Задания:
a) Какие слова и выражения в отрывке о Маркише и Нусинове заключены в кавычки-ёлочки? Перечислите все.
b) Продублируйте слово в слово фрагмент отрывка о Маркише и Нусинове между словами «События, происходившие в» и «не требовавшим объяснений.» включительно.

Приведённый отрывок:

--

Литмир - Электронная Библиотека
Содержание  
A
A

События, происходившие в доме, занимали Маркиша постольку-поскольку. Регулярно общался он только с Исааком Нусиновым, и Нусинов любил приходить к нам. Женившись к тому времени вторым браком — на своей аспирантке, Исаак Маркович так и не обрел покоя в собственной семье. Быть может, ему было приятно бывать в нашем доме, где все подчинялось распорядку, желаниям и привычкам хозяина. Лена Хохлова души не чаяла в хозяине, дети — к тому времени мы взяли к себе дочку Маркиша, 7-летнюю Лялю — разговаривали до обеда вполголоса и не смели шумно играть. Дом и домочадцы существовали для Маркиша — это было законом, не требовавшим объяснений.

Нусинов приходил, закрывался с Маркишем в его кабинете. Маркиш интересовался мнением Нусинова, иногда читал ему свои «свежие» стихи, терпеливо выслушивал, что говорит гость. Выслушивал — но, конечно, не слушал. Он знал цену стихам, своим и чужим.

Нусинов — старый, фанатичный коммунист предреволюционной формации — пытался подходить к творчеству Маркиша с марксистских позиций. Маркиш хохотал — громко, заразительно, до слез. Стихи и политэкономию, душу и букву — этого Маркиш не мог соотнести, и Нусинов сердился на него за «политическую близорукость» и за полное непонимание «законов» марксизма-ленинизма.

--

Данные:
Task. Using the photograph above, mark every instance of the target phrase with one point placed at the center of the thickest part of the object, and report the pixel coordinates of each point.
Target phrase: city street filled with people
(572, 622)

--

Решённые задания:
a) «свежие», «политическую близорукость», «законов»

b)
События, происходившие в доме, занимали Маркиша постольку-поскольку. Регулярно общался он только с Исааком Нусиновым, и Нусинов любил приходить к нам. Женившись к тому времени вторым браком — на своей аспирантке, Исаак Маркович так и не обрел покоя в собственной семье. Быть может, ему было приятно бывать в нашем доме, где все подчинялось распорядку, желаниям и привычкам хозяина. Лена Хохлова души не чаяла в хозяине, дети — к тому времени мы взяли к себе дочку Маркиша, 7-летнюю Лялю — разговаривали до обеда вполголоса и не смели шумно играть. Дом и домочадцы существовали для Маркиша — это было законом, не требовавшим объяснений.